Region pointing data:
■ ■ ■
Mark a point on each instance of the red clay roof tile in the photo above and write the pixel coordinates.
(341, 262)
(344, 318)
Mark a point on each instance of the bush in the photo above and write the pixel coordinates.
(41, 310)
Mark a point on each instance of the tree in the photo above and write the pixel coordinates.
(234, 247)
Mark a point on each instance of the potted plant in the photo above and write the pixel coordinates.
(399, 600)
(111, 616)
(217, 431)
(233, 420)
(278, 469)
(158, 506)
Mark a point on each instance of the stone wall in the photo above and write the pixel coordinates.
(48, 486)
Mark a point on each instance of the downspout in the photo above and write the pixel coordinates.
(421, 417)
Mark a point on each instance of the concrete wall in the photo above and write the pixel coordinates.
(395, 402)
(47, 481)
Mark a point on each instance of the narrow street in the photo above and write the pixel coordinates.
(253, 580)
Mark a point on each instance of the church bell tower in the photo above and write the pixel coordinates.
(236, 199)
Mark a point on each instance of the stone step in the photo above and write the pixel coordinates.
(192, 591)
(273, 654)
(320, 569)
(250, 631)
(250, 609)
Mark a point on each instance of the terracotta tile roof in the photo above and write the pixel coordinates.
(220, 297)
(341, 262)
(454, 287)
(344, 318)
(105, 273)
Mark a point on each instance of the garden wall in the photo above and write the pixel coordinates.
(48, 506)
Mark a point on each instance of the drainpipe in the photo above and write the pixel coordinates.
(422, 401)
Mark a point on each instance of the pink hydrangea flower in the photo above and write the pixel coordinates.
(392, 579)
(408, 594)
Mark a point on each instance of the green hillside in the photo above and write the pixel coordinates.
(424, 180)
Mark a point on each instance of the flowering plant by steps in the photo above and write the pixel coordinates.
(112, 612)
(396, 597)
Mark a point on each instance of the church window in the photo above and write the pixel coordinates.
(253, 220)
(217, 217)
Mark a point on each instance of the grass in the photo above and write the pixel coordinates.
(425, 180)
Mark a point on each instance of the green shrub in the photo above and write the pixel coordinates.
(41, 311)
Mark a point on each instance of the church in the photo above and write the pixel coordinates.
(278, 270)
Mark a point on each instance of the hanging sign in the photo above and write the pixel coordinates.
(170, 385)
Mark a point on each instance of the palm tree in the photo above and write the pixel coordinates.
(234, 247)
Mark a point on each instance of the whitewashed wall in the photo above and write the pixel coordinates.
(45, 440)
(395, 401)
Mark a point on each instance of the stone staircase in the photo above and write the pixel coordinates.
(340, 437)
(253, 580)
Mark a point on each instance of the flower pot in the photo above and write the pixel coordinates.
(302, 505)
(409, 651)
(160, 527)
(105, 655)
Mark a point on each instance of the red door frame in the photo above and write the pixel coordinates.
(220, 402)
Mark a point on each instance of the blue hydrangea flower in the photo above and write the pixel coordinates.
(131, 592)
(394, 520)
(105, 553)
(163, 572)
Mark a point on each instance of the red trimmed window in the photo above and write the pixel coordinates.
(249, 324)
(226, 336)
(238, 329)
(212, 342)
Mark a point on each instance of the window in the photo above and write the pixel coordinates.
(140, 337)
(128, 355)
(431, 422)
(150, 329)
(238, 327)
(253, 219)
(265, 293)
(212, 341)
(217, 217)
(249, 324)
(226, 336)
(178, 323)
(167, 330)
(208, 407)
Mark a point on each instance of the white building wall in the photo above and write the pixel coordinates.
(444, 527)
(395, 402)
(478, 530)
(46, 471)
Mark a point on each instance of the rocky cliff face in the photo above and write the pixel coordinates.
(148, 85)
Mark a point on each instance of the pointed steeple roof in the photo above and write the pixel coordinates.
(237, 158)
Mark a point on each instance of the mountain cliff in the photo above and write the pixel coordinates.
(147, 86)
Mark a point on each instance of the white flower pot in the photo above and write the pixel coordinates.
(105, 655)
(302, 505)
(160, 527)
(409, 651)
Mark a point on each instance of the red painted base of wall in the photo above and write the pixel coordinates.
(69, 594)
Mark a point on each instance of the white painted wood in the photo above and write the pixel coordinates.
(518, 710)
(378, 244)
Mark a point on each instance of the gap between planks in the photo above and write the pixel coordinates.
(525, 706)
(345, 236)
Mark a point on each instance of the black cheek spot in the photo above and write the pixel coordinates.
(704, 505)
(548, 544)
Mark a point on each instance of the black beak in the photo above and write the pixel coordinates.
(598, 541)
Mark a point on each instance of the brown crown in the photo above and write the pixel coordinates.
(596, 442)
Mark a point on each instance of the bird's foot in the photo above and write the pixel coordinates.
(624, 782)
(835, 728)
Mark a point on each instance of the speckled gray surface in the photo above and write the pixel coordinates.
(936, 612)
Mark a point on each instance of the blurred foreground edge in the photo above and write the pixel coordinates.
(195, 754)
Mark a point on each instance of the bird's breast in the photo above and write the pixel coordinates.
■ ■ ■
• **EXERCISE OBJECTIVE**: Set out the records again, exactly as they appear above.

• **EXERCISE OUTPUT**:
Mark a point on each instance of the red clay roof tile in the photo above and write the pixel coordinates.
(341, 262)
(344, 318)
Mark a point on each instance of the bush in the photo above and write the pixel coordinates.
(41, 310)
Mark a point on each instance of the tree in the photo above and write the pixel coordinates.
(234, 247)
Mark a point on each instance of the potted plant in the photo above and write the pixel coordinates.
(399, 600)
(111, 616)
(217, 431)
(233, 420)
(278, 469)
(158, 506)
Mark a point on each instance of the stone wall in the photo above and write the pixel coordinates.
(48, 486)
Mark a point on each instance of the downspout in the photo above and write the pixel coordinates.
(421, 417)
Mark a point on each instance of the concrete wall in the photo above and write the pixel coordinates.
(395, 402)
(47, 481)
Mark a point on each instance of the narrow street in the photo above and write the pixel coordinates.
(253, 580)
Mark a point on each instance of the church bell tower in the photo above and write the pixel coordinates.
(236, 199)
Mark a point on each instance of the stone step in the photo above and write the pixel coordinates.
(192, 591)
(273, 654)
(320, 569)
(250, 631)
(250, 609)
Mark a point on each instance of the terracotta tile roof in the photo above and write the pixel coordinates.
(220, 297)
(341, 262)
(454, 287)
(344, 318)
(105, 273)
Mark a point on each instance of the garden wall in the photo above and write the pixel coordinates.
(48, 506)
Mark a point on each instance of the drainpipe in the photo above and write the pixel coordinates.
(422, 401)
Mark a point on each instance of the pink hydrangea flower in the photo above and write the pixel coordinates.
(392, 579)
(408, 594)
Mark a point on each instance of the green hillside in the photo above and write the pixel coordinates.
(424, 180)
Mark a point on each instance of the flowering plant by steps in the photo above and write the pixel coordinates.
(112, 612)
(396, 597)
Mark a point on each instance of the church window in the photo above and write the pixel coordinates.
(253, 220)
(217, 217)
Mark a point on each instance of the grass in the photo above and write the pixel coordinates.
(425, 180)
Mark a point on each instance of the green shrub in the photo above and write the pixel coordinates.
(41, 311)
Mark a point on each instance of the church in the photo above and write the pixel coordinates.
(278, 270)
Mark a point on each instance of the hanging sign in the photo above and write the pixel coordinates.
(170, 385)
Mark a point on each instance of the palm tree in the photo above and write the pixel coordinates.
(234, 247)
Mark a point on each instance of the whitewashed wall in the photo above and write the pixel coordinates.
(45, 440)
(395, 401)
Mark a point on each instance of the stone staircase in the photo above and write the pixel coordinates.
(340, 437)
(253, 580)
Mark a point on each instance of the flower pot in the photo above and write the pixel coordinates.
(302, 505)
(409, 651)
(160, 527)
(105, 655)
Mark a point on each instance of the red door frame in the photo above and write the pixel coordinates.
(220, 402)
Mark a point on each instance of the blue hydrangea flower in the photo above and write the pixel coordinates.
(131, 592)
(394, 520)
(105, 553)
(163, 572)
Mark a point on each instance of the red trimmed window in the photo above and write the pixel coordinates.
(249, 324)
(226, 336)
(238, 329)
(212, 342)
Mark a point on each instance of the window in the photo above and write the pixel coordinates.
(140, 337)
(128, 355)
(431, 422)
(150, 329)
(238, 327)
(253, 219)
(265, 293)
(212, 341)
(217, 217)
(249, 324)
(226, 336)
(178, 323)
(167, 330)
(208, 407)
Mark a point on each instance of the white building wall in the photo above and write the pixel coordinates.
(444, 527)
(395, 402)
(478, 530)
(46, 471)
Mark a point on each instance of the rocky cliff face in the photo above and write the pixel coordinates.
(148, 85)
Mark a point on each instance of the pointed steeple roof in the photo above and write the pixel coordinates.
(237, 158)
Mark a point on each instance of the mountain cliff in the photo above and write the pixel coordinates.
(147, 86)
Mark a point on each instance of the white flower pot in the photo above and write the pixel coordinates.
(105, 655)
(302, 505)
(160, 527)
(409, 651)
Mark a point on each instance of the red painted base of wall in the photo above and write the pixel coordinates.
(69, 594)
Mark a point on each instance of the white painted wood in the photo above and write the pixel coordinates.
(518, 710)
(378, 244)
Mark a point on each instance of the gap between planks in the photo above and write the pixel coordinates.
(525, 706)
(345, 236)
Mark a point on each instance of the black cheek spot in the photo above and write the pixel coordinates.
(704, 505)
(548, 544)
Mark a point on each instance of the black beak in the photo above and write the pixel coordinates.
(598, 541)
Mark a point on each instance of the brown crown in the photo above and write the pixel coordinates.
(596, 442)
Mark a point on each instance of the bird's foot in the photo above and write the pixel coordinates.
(624, 782)
(835, 728)
Mark a point on each instance of the speckled gray surface in the photo above and write the pixel coordinates.
(936, 612)
Mark a point on each instance of the blurred foreground edge in the photo above and write the pixel coordinates.
(195, 754)
Mark a point on each instance of the bird's breast in the photo above and write the pixel coordinates.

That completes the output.